■ Entries from an annotation dataset ■
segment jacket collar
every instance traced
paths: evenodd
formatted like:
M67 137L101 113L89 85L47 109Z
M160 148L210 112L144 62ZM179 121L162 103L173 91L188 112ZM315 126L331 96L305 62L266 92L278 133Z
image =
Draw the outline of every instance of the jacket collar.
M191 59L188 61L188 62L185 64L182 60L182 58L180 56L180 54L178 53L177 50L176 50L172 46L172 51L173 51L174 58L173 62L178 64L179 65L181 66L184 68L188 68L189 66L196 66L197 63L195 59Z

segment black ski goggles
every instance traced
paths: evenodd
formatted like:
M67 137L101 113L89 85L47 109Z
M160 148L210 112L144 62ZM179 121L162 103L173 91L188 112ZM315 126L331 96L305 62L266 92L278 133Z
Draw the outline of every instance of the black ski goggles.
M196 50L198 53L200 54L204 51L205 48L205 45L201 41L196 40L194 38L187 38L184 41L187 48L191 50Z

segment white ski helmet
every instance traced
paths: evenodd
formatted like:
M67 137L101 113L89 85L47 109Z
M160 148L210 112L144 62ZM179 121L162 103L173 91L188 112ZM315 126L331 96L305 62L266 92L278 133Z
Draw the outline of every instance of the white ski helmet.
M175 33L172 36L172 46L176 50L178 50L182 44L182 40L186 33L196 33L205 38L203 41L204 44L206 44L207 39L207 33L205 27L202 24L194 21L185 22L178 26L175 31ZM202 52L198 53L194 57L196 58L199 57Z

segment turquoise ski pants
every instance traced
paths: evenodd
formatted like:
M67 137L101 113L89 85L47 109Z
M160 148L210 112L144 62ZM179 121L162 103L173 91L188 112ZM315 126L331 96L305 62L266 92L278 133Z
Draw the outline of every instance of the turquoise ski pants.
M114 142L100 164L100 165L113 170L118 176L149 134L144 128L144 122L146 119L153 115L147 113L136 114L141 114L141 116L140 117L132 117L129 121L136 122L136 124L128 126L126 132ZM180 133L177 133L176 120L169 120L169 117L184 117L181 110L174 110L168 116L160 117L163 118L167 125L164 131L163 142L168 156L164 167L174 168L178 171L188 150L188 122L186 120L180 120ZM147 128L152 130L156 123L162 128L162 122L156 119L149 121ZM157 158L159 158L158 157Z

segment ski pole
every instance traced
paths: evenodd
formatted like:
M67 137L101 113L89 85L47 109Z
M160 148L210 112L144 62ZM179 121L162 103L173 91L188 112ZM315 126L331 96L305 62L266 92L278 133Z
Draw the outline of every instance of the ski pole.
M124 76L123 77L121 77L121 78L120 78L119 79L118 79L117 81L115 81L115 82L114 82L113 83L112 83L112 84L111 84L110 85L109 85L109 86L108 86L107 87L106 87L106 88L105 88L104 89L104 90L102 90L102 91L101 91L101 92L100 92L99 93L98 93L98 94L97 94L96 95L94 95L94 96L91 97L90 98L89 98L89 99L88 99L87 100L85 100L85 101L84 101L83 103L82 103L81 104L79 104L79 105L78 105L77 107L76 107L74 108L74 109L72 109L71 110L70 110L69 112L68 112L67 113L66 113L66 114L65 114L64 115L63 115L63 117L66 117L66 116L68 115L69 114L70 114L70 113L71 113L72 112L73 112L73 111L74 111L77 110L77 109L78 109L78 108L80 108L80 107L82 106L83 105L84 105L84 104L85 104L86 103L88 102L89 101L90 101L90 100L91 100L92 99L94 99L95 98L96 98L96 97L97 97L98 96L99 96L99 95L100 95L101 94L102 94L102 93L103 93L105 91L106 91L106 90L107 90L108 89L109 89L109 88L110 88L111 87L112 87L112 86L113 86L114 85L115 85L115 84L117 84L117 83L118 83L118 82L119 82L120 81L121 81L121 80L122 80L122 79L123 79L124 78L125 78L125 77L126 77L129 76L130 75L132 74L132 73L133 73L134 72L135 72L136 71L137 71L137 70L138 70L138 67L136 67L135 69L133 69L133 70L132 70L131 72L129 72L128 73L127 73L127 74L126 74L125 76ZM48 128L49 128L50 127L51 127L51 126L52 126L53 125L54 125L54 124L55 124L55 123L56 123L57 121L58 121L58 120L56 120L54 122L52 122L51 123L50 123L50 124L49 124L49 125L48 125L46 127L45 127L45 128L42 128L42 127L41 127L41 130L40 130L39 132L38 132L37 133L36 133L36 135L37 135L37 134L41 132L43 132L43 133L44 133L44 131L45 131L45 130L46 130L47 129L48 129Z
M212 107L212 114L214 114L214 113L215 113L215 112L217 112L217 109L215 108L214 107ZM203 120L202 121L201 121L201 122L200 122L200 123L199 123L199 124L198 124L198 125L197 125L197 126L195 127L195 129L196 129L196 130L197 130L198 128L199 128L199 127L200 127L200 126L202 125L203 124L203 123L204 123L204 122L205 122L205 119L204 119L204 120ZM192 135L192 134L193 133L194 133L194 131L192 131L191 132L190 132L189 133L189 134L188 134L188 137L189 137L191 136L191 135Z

■ TASK PROMPT ■
Rewrite all of the records above, putting "all instances outlined" wherever "every instance traced" appears and keeping everything else the same.

■ FINAL ANSWER ■
segment jacket collar
all instances outlined
paths: evenodd
formatted like:
M67 137L101 113L89 85L47 109Z
M160 148L210 112L144 62ZM179 121L162 103L173 91L188 112ZM315 126L331 96L305 62L266 92L278 133Z
image =
Draw the outline of every instance of the jacket collar.
M191 59L188 61L188 62L185 64L182 60L182 58L180 56L180 54L178 53L177 50L176 50L172 46L172 51L173 51L174 58L173 62L178 64L179 65L181 66L184 68L188 68L189 66L196 66L197 63L195 59Z

segment black ski goggles
all instances outlined
paths: evenodd
formatted like:
M67 137L101 113L89 85L47 109Z
M160 148L210 112L144 62ZM179 121L162 103L173 91L188 112ZM315 126L331 96L305 62L266 92L278 133Z
Draw the outline of every instance of the black ski goggles.
M196 50L198 53L200 54L204 51L205 48L205 45L201 41L196 40L194 38L187 38L184 41L187 48L191 50Z

segment white ski helmet
all instances outlined
paths: evenodd
formatted like:
M67 137L101 113L89 85L47 109Z
M160 148L210 112L144 62ZM179 121L162 103L173 91L188 112ZM315 126L331 96L305 62L266 92L278 133Z
Draw the outline of every instance of the white ski helmet.
M175 33L172 36L172 46L176 50L178 50L182 44L182 40L186 33L196 33L205 38L203 41L204 44L206 44L207 39L207 33L205 27L202 24L194 21L185 22L178 26L175 31ZM202 52L198 53L194 57L196 58L199 57Z

segment turquoise ski pants
all instances outlined
paths: evenodd
formatted like:
M67 137L101 113L89 85L47 109Z
M160 148L210 112L144 62ZM179 121L162 103L173 91L188 112ZM315 126L331 96L305 62L266 92L278 133Z
Draw the outline of every instance of the turquoise ski pants.
M114 142L100 164L100 165L113 170L118 176L149 134L144 128L144 122L146 119L153 115L147 113L136 114L141 114L141 116L140 117L132 117L129 121L136 122L136 124L128 126L126 132ZM180 133L177 133L176 120L169 120L169 117L184 117L181 110L174 110L168 116L160 117L163 118L167 125L164 131L163 142L168 156L164 167L174 168L178 171L188 150L188 122L186 120L180 120ZM147 128L152 130L156 123L162 128L162 122L156 119L149 121ZM157 158L159 158L158 157Z

segment ski pole
all instances outlined
paths: evenodd
formatted like:
M67 137L101 113L89 85L47 109Z
M160 148L210 112L144 62ZM179 121L162 103L173 91L188 112ZM315 126L331 96L305 62L266 92L278 133Z
Draw the outline of every instance of the ski pole.
M124 76L123 77L121 77L121 78L120 78L119 79L118 79L117 81L115 81L115 82L114 82L113 83L112 83L112 84L111 84L110 85L109 85L109 86L108 86L107 87L106 87L106 88L105 88L104 89L104 90L102 90L102 91L101 91L101 92L100 92L99 93L98 93L98 94L97 94L96 95L94 95L94 96L91 97L90 98L89 98L89 99L88 99L87 100L85 100L85 101L84 101L83 103L82 103L81 104L79 104L79 105L78 105L77 107L76 107L74 108L74 109L72 109L71 110L70 110L69 112L68 112L67 113L66 113L66 114L65 114L64 115L63 115L63 117L66 117L66 116L68 115L69 114L70 114L70 113L71 113L72 112L73 112L73 111L74 111L77 110L77 109L78 109L78 108L80 108L80 107L82 106L83 105L84 105L84 104L85 104L86 103L88 102L89 101L90 101L90 100L91 100L92 99L94 99L95 98L96 98L96 97L97 97L98 96L99 96L99 95L100 95L101 94L102 94L102 93L103 93L105 91L106 91L106 90L107 90L108 89L109 89L109 88L110 88L111 87L112 87L112 86L113 86L114 85L115 85L115 84L117 84L117 83L118 83L118 82L119 82L120 81L121 81L121 80L122 80L122 79L123 79L124 78L125 78L125 77L126 77L129 76L130 75L132 74L132 73L133 73L134 72L135 72L136 71L137 71L137 70L138 70L138 67L136 67L135 69L133 69L133 70L132 70L131 72L129 72L128 73L127 73L127 74L126 74L125 76ZM48 128L49 128L50 127L51 127L51 126L52 126L53 125L54 125L54 124L55 124L55 123L56 123L57 121L58 121L58 120L56 120L54 122L52 122L51 123L50 123L50 124L49 124L49 125L48 125L46 127L45 127L45 128L42 128L42 127L41 127L41 130L40 130L39 132L38 132L37 133L36 133L36 135L37 135L37 134L41 132L43 132L43 133L44 133L44 131L45 131L45 130L46 130L47 129L48 129Z
M212 107L212 114L214 114L214 113L215 113L215 112L217 112L217 109L215 108L214 107ZM203 120L202 121L201 121L201 122L200 122L200 123L199 123L199 124L198 124L198 125L197 125L197 126L195 127L195 129L196 129L196 130L197 130L198 128L199 128L199 127L200 127L200 126L202 125L203 124L203 123L204 123L204 122L205 122L205 119L204 119L204 120ZM192 135L192 134L193 133L194 133L194 131L192 131L191 132L190 132L189 133L189 134L188 134L188 137L189 137L191 136L191 135Z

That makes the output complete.